----- Records to process -----
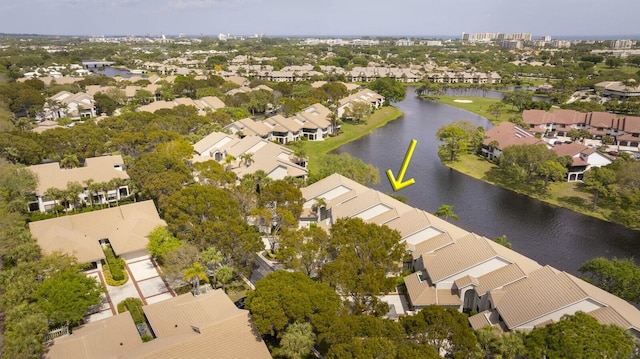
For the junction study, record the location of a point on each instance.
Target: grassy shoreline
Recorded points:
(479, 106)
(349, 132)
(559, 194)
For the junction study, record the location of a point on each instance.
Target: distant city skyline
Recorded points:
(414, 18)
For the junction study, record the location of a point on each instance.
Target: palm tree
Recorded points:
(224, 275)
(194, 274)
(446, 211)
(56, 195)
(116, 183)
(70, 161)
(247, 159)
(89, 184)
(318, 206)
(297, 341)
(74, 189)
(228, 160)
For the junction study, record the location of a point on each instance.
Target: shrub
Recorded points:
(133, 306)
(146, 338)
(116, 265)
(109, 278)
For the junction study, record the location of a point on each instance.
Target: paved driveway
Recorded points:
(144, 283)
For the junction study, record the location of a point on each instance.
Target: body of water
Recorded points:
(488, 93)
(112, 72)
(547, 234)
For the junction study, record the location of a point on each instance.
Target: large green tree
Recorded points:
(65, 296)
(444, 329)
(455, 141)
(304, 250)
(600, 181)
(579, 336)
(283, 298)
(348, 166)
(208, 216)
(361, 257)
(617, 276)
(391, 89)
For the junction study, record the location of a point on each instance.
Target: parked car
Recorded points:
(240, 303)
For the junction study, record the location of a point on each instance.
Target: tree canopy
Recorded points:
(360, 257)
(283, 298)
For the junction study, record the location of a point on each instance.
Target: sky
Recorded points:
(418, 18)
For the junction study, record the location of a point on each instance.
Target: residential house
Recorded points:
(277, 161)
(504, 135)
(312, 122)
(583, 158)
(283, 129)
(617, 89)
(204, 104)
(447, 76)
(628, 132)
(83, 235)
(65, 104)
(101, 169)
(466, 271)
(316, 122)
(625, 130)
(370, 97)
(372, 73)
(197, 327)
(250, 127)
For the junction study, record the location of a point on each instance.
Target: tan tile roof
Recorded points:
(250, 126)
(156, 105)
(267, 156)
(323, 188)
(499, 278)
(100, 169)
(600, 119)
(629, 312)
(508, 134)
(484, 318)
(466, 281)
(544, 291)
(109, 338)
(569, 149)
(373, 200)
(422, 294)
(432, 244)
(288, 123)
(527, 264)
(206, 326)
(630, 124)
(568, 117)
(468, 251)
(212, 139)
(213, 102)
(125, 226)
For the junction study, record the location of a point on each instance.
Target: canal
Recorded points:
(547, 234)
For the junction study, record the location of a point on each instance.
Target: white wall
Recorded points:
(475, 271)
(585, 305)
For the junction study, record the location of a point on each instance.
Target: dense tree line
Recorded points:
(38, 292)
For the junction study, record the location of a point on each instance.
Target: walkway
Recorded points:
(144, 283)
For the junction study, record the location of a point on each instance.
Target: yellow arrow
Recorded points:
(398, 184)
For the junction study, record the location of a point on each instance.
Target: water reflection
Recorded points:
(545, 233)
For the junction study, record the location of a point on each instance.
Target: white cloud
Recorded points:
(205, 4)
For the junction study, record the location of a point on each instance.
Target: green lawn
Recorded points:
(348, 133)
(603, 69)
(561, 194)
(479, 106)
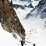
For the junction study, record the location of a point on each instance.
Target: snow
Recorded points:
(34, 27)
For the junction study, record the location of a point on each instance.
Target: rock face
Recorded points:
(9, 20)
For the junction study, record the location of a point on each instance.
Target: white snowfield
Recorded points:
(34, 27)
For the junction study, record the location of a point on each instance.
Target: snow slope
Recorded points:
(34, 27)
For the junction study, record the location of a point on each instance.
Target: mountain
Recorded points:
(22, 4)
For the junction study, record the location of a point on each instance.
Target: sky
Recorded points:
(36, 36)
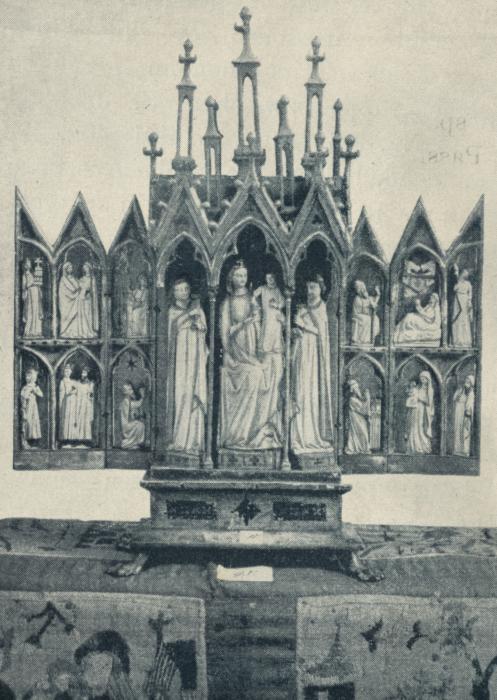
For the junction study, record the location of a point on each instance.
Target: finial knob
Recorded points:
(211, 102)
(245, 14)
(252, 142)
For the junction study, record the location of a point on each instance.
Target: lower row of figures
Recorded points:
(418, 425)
-----
* Instructions for the task
This calls for each record above to be set down exactly, with the images skipped.

* Response below
For the junction study, record the location of a point on each instance.
Target: grassy shoreline
Recorded points:
(479, 106)
(349, 132)
(559, 194)
For the junction study, record the location of a point on each instance.
Target: distant city skyline
Recorded points:
(414, 18)
For the junction study, record the location of a point on each instance.
Target: palm tree
Recorded points:
(224, 275)
(194, 274)
(446, 211)
(56, 195)
(116, 183)
(70, 161)
(247, 159)
(89, 184)
(318, 206)
(297, 341)
(74, 189)
(228, 160)
For the junction study, record the location of a point on each instance.
Target: shrub
Recorded points:
(133, 306)
(146, 338)
(116, 265)
(109, 278)
For the junction study, record the location of a point on each instance.
Target: paved driveway
Recorded points:
(144, 283)
For the junction study, record the location of a point on each instance.
Target: body of water
Recorded points:
(488, 93)
(112, 72)
(547, 234)
For the junction study, record the location of a point on each instance.
Target: large green tree
Recorded points:
(65, 296)
(444, 329)
(455, 141)
(304, 250)
(600, 181)
(579, 336)
(283, 298)
(348, 166)
(208, 216)
(361, 257)
(617, 276)
(391, 89)
For the junction study, record the location of a point on each instance.
Target: parked car
Recorded points:
(240, 303)
For the junction study, record the location of a point on each instance.
Target: tree canopy
Recorded points:
(360, 257)
(283, 298)
For the junction study, record the location of a point on each instance.
Target: sky
Recorded points:
(418, 18)
For the junction study, record the location of a point on each instance.
Target: residential house
Recorded points:
(277, 161)
(504, 135)
(312, 122)
(583, 158)
(283, 129)
(617, 89)
(204, 104)
(447, 76)
(628, 132)
(83, 235)
(65, 104)
(101, 169)
(466, 271)
(316, 122)
(625, 130)
(370, 97)
(372, 73)
(197, 327)
(250, 127)
For the junction study, record the location of a point on each instance.
Target: tan tile roof
Recorded points:
(250, 126)
(156, 105)
(267, 156)
(323, 188)
(499, 278)
(100, 169)
(600, 119)
(629, 312)
(508, 134)
(484, 318)
(466, 281)
(544, 291)
(109, 338)
(569, 149)
(373, 200)
(422, 294)
(432, 244)
(288, 123)
(527, 264)
(206, 326)
(630, 124)
(568, 117)
(468, 251)
(212, 139)
(213, 102)
(125, 226)
For the junction study, record the location of a point on each instance.
Target: canal
Recorded points:
(547, 234)
For the junction study, record the location of a point on each instance.
Target: white wall
Recorded points:
(475, 271)
(585, 305)
For the junction study, record the location of a point on each instance.
Target: dense tree line
Recorded points:
(38, 292)
For the junction study, record the location of a point on each instance.
Target: walkway
Recorded points:
(144, 283)
For the junction study, record the location of a point on each instance.
Target: yellow arrow
Recorded points:
(398, 184)
For the junction study, record the location of a point on each instance.
Target: water reflection
Recorded points:
(545, 233)
For the junction study, record the location of a point on each instance.
Target: white cloud
Recorded points:
(205, 4)
For the junction study, record the location of a point on each instance.
Target: green lawn
Recorded points:
(348, 133)
(603, 69)
(561, 194)
(479, 106)
For the junction study, record the location of a point on each instance.
Target: snow
Recorded points:
(34, 27)
For the junction study, record the location of a point on each instance.
Target: rock face
Recorded points:
(9, 20)
For the junction study, record the location of a point on each instance.
Target: white snowfield
Recorded points:
(34, 27)
For the junction study, record the location of a point on each instance.
Target: snow slope
Recorded points:
(34, 27)
For the junction study, record the location of a point on each instance.
Target: mountain
Recorded points:
(22, 4)
For the junction study, record the location of a point on each instance.
Target: sky
Recorded points:
(36, 36)
For the junction study, record the location of a point on each instance.
Target: finial knob
Recorded points:
(211, 102)
(245, 14)
(252, 142)
For the junction study, record the location of a point on each instance.
Target: lower row of figures
Recorded points:
(418, 425)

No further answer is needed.